Last year I began reading through the Old Testament, slowly and purposefully. In all honesty, my reading faltered from time to time because I felt I wasn’t walking away enriched and encouraged, like I often did when I would spend my mornings in the Psalms or the gospels or any of Paul’s letters. But I kept feeling the prompting of the Holy Spirit to keep looking, asking God each morning give me eyes to see.

There were moments I literally laughed out loud (2 Kings 2:24), when a group of boys were taunting Elisha, he cursed them, and suddenly two “she-bears” came out of the woods and “tore forty-two of the boys.” I mean. Wait, what?

However, I also kept coming across the term “threshing floor.” This is an Old-Testament specific phrase, and only mentioned twice in the New Testament. (Matthew 3:12 and Luke 3:17). The threshing took place during the harvest, where the grain was removed from the husk and the false grain was separated from the wheat in a rather violent beating process. Afterwards, in a process called winnowing, they would toss the stalks up in the air in hopes that the wind would carry away the rest and they only had the good, valuable stuff left. (Paraphrase, David Reagan, “Learn the Bible”)

Over and over the threshing floor was mentioned, and I paid special attention because it seemed so symbolic. Indeed, the threshing floor symbolizes a place of both blessing and judgement. In 2 Samuel 24:18-25, David is going to build an alter to the Lord on the threshing floor of Araunah the Jebusite. (Jebusites were the previous inhabitants of Jerusalem, and some still lived there.) Araunah was fully prepared to give the King the site, as well as oxen for the burnt offering.

Then David says, “No, I will buy it from you for a price. I will not offer burnt offerings to the Lord my God that costs me nothing.”

So often we lay down our “offerings” to the Lord and it cost us nothing to do so. All throughout the Bible, when God chooses His servants, it costs them everything. When fear and doubt creep in, we are often tempted to take control to help God out. We end up making a mess of things, yet God in His infinite grace, still accomplishes His will through us.

========

- [TO DO]
(a) Retype the reflection's wording starting at "Over and over" and ending at "the burnt offering.".
(b) According to the reflection, whose threshing floor is David going to build on in 2 Samuel 24:18-25?
The records have no connection to the reflection.

========

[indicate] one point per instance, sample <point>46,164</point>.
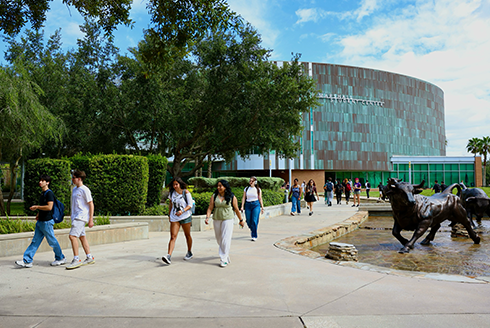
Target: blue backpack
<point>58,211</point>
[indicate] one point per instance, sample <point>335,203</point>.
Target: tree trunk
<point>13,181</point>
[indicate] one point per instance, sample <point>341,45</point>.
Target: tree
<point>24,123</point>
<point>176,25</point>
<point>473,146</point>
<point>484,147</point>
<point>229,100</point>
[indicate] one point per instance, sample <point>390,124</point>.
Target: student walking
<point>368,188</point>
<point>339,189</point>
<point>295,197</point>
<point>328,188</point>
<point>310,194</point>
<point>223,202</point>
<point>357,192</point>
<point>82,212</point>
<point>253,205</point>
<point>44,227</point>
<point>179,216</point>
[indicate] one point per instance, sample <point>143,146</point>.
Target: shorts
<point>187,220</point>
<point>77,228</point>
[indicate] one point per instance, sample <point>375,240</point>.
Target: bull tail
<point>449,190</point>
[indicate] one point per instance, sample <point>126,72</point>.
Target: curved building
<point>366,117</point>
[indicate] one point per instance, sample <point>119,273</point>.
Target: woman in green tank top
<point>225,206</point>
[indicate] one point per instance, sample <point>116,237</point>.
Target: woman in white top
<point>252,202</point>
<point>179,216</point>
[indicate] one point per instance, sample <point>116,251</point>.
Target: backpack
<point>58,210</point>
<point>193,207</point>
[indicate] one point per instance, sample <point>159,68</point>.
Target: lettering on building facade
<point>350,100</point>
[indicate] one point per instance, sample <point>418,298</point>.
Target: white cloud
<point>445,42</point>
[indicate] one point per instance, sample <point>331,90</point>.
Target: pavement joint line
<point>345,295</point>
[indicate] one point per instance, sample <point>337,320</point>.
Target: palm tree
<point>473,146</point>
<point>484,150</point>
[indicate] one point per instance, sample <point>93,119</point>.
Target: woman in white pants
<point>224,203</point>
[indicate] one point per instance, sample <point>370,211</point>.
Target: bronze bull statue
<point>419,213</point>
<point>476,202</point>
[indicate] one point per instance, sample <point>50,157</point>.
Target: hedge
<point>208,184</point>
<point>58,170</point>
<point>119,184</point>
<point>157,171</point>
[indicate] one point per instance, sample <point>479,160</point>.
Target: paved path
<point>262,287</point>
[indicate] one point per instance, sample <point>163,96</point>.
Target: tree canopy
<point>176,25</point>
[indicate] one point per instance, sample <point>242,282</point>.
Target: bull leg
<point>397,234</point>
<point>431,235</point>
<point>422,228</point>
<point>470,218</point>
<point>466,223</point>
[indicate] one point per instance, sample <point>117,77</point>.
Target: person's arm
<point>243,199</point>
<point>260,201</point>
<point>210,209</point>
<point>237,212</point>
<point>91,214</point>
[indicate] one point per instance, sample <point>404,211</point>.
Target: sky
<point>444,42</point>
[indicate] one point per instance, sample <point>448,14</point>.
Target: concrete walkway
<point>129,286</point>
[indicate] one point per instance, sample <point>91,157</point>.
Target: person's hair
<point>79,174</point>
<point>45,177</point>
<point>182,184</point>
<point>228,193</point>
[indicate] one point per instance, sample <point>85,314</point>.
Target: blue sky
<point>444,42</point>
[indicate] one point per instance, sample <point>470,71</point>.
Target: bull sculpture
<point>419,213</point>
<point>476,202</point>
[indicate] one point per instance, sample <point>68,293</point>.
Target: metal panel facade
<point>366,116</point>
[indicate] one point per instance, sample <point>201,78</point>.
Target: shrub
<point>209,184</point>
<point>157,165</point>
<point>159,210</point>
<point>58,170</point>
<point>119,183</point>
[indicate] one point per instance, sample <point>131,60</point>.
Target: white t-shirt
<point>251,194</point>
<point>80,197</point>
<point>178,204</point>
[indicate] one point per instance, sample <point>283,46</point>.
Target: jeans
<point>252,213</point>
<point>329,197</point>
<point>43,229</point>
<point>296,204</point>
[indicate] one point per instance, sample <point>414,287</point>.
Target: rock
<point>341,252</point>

========

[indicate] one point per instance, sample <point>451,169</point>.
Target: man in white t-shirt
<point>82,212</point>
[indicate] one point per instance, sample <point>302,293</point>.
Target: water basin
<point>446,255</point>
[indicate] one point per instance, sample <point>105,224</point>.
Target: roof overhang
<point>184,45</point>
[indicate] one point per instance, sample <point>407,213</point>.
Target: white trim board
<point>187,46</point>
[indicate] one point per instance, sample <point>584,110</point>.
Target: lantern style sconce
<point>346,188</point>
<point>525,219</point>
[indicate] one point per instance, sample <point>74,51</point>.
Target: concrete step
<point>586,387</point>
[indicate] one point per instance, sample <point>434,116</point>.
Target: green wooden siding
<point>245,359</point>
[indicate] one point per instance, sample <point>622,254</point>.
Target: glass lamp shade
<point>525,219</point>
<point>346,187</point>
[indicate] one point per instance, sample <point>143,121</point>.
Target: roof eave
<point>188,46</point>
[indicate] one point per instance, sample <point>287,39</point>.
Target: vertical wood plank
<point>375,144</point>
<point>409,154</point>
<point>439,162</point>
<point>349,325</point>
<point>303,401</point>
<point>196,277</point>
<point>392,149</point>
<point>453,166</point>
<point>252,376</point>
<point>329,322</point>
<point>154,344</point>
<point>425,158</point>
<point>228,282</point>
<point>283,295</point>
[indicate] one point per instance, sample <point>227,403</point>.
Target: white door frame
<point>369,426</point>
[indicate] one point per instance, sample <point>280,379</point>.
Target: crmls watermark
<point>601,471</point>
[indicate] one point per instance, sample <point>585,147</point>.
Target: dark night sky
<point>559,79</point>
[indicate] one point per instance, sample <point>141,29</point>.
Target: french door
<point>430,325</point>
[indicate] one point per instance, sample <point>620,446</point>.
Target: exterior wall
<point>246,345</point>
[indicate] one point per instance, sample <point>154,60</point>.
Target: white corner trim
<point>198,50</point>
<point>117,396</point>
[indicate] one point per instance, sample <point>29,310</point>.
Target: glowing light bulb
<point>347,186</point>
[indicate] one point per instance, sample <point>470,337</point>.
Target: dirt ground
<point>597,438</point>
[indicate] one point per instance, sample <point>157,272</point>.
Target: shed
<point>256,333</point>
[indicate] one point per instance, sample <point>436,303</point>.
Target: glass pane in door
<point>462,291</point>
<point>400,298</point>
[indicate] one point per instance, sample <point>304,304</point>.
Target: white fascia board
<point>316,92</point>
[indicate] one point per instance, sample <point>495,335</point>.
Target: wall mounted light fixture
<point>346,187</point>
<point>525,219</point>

========

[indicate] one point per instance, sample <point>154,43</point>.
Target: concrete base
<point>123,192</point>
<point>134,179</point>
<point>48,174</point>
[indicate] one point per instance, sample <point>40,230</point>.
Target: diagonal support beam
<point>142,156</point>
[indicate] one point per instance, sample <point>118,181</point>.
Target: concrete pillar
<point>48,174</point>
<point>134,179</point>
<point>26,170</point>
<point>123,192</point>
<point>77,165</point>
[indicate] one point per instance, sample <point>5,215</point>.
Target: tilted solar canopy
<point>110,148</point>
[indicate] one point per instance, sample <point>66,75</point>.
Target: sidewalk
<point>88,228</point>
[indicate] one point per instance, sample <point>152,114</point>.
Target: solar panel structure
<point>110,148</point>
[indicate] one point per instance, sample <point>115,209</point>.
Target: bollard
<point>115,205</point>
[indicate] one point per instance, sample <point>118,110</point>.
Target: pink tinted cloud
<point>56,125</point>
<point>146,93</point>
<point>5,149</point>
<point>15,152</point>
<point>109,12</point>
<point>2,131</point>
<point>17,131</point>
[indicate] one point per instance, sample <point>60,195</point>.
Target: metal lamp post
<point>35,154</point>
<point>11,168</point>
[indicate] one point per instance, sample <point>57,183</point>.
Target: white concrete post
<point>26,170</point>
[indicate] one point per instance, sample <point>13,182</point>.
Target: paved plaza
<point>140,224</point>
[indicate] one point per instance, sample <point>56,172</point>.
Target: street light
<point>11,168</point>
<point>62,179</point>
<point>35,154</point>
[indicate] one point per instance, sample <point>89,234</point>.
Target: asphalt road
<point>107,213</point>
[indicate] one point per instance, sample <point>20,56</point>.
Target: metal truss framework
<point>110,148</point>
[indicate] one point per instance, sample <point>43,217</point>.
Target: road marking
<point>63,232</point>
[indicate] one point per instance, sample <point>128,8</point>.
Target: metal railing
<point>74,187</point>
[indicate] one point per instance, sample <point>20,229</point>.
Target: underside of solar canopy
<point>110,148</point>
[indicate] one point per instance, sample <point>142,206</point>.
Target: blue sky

========

- [WRITTEN ANSWERS]
(a)
Over and over the threshing floor was mentioned, and I paid special attention because it seemed so symbolic. Indeed, the threshing floor symbolizes a place of both blessing and judgement. In 2 Samuel 24:18-25, David is going to build an alter to the Lord on the threshing floor of Araunah the Jebusite. (Jebusites were the previous inhabitants of Jerusalem, and some still lived there.) Araunah was fully prepared to give the King the site, as well as oxen for the burnt offering.

(b) Araunah the Jebusite's.